→ **Selected text**:

Still, González attempts to produce a feminist figure from the scraps of Malinche that have been left by Chicano nationalists. González undertakes to make Malinche’s agency a positive characteristic, believing that the nationalist attempts to erase Malintzin from the Chicano identity have to do with her, as a woman, holding too much agency as, “[i]n many ways, she was too smart, too much a woman for her time…” (González 10). Adelaida de Castillo would agree with this feminist view of Malinche as a powerful and active woman as, in her re-evaluation of Malinche, “Malintzín Tenepal: A Preliminary Look into a New Perspective,” she claims that “Doña Marina is significant in that she embodies effective, decisive action in the feminine form, and most important, because her own actions synchronized two conflicting worlds causing the emergence of a new one—my own” (del Castillo 122). In Castillo’s view of Malinche, she is so powerful that she is able to create a new world through her mothering of the first mestizo, an act so dominant that it would challenge the male domination of Chicano society, and thus must be controlled by making it shameful.

Though Castillo extends power to Malinche as the creator of a new world, González acknowledges the difficulties in granting Malintzin agency due to the lack of documentation of Malinche’s own thoughts, her own writings. Instead, we are only able to see her through the eyes of her male counterparts. Thus, to view her as a powerful woman “requires a leap of faith that perhaps she knew what she was doing, perhaps she was using Cortés, perhaps women simply, plainly, as we say in lesbian-feminist discourse, are appropriating semen, agency of the worst kind” (González 11). In this statement, there is a major attempt to reclaim the sexual agency that is often taken from Malintzin. If, through the acquiring of semen and thereby the production of a new race, Malintzin is able to gain an active position of mother, the image of her as mother becomes permanently empowering.

→ **Extracted records**:
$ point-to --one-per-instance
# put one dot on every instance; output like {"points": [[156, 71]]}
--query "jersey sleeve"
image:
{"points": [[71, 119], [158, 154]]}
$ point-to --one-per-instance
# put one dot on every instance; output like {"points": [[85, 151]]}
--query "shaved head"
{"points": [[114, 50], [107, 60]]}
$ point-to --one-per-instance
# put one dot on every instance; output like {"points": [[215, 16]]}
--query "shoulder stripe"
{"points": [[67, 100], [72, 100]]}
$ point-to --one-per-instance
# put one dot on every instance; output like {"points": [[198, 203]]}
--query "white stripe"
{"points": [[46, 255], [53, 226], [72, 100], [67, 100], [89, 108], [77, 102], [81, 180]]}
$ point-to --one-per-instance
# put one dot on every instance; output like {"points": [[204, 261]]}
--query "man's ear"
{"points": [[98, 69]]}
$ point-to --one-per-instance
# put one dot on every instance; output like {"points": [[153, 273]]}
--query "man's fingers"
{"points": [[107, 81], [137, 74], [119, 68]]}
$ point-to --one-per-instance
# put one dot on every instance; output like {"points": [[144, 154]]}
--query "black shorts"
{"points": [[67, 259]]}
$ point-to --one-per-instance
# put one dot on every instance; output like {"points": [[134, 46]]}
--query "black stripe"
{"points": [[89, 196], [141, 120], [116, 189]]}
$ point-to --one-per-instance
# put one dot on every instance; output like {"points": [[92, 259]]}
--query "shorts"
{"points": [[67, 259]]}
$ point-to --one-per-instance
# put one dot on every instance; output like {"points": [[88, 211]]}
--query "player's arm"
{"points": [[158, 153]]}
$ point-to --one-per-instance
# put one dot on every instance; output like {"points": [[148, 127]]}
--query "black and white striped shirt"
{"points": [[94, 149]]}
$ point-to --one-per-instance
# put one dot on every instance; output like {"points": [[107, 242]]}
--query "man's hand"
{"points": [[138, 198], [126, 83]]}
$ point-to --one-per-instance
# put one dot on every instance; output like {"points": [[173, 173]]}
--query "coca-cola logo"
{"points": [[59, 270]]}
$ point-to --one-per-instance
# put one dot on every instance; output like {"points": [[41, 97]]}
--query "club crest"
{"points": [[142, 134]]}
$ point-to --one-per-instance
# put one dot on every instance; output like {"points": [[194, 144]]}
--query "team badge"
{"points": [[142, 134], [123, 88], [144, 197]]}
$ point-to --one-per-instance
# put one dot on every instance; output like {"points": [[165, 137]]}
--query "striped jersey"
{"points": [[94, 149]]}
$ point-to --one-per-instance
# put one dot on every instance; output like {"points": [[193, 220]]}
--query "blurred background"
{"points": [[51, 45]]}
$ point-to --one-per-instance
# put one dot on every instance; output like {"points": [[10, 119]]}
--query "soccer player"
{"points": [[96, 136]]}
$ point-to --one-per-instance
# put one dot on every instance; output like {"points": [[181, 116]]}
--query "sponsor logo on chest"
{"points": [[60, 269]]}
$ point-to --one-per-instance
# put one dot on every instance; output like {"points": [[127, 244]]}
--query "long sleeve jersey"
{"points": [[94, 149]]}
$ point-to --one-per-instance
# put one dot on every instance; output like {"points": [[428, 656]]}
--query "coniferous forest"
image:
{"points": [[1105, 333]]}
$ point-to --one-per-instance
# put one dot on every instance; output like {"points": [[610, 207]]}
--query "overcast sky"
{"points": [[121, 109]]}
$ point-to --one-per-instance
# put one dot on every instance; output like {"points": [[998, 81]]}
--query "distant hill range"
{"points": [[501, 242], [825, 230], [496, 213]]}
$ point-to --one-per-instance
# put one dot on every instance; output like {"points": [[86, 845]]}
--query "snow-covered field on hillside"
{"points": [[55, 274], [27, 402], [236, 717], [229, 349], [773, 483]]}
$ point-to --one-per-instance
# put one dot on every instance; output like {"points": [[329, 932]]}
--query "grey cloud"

→ **Set task 1**:
Translate this sentence from the passage on Malinche into Spanish: "Instead, we are only able to see her through the eyes of her male counterparts."
→ **Set task 2**:
Answer these questions from the passage on Malinche:
(a) What is the title of Adelaida de Castillo's re-evaluation of Malinche?
(b) According to the passage, what does Malinche's mothering of the first mestizo challenge?
(c) What lack makes it difficult, as González acknowledges, to grant Malintzin agency?
→ **Set task 3**:
Carry on the passage on Malinche, starting after its final sentence.

→ **Answer 1**:
En cambio, solo podemos verla a través de los ojos de sus contrapartes masculinas.

→ **Answer 2**:
(a) "Malintzín Tenepal: A Preliminary Look into a New Perspective."
(b) The male domination of Chicano society.
(c) The lack of documentation of Malinche's own thoughts, her own writings.

→ **Answer 3**:
Certainly, agency and power are two qualities that González is willing to give to Malintzin, again transforming her into the mythic Malinche. This Malinche, though, is that of a powerful, mythic woman whose image is a model for Chicana feminists: “Malinche had a tongue and used it, had space and occupied it, had knowledge and applied it. Hence, I offer my call that she be labeled or recasts as not just the first feminist of the Americas, but the first lesbian of the Americas, too” (González 12). González ends her essay with this claim that Malinche is “the first lesbian of the Americas” and she (purposefully) does not inform her reader of the basis for this argument. However, perhaps by asking her reader to make “a leap of faith” about Malinche’s agency in general, González can thus make another great leap about Malintzin’s sexual orientation. As González is basing all of her declarations on “faith” and not on fact, she is able to push the limits in order to create an image of Malinche that encompasses all of the criteria that González believes Chicana feminism needs.

Despite the attempts to break down the Chicano nationalist symbol of Malinche as a betrayer of her people, in the end, both Moraga and González identify with this image of Malinche. They cannot escape this image; it is a part of their identity as Chicanas. Because Malinche is so ingrained in Chicana culture, she must be molded so that she fits with the prescribed feminist perspective, just as the Chicano nationalists used her before. Thus, González’s assertion that Malinche is “the first lesbian of the Americas” is an attempt to make Malinche into the model of her personal feminist agenda. Though González asserts that Malinche did not betray “her people” through her birthing the first mestizo, in González conception of Malinche as the first lesbian of the Americas, she has once again transformed her into a betrayer. In this way, perhaps both Moraga and González are demonstrating that when Malinche is stripped of her identity as a betrayer, she loses her power. Perhaps, Malinche’s betrayal should be embraced by Chicanas as their most powerful tool.

Works Cited

del Castillo, Adelaida R. “Malintzín Tenepal: A Preliminary Look into a New Perspective.”

Chicana Feminist Thought: The Basic Historical Writings. Ed. Alma M. García. New York: Routledge, 1997.

González, Deena J. “Malinche Triangulated, Historically Speaking.” Feminism, Nation, and

Myth: La Malinche. Eds. Rolando Romero and Amanda Nolacea Harris. Huston, Texas: Arte Público Press, 2005.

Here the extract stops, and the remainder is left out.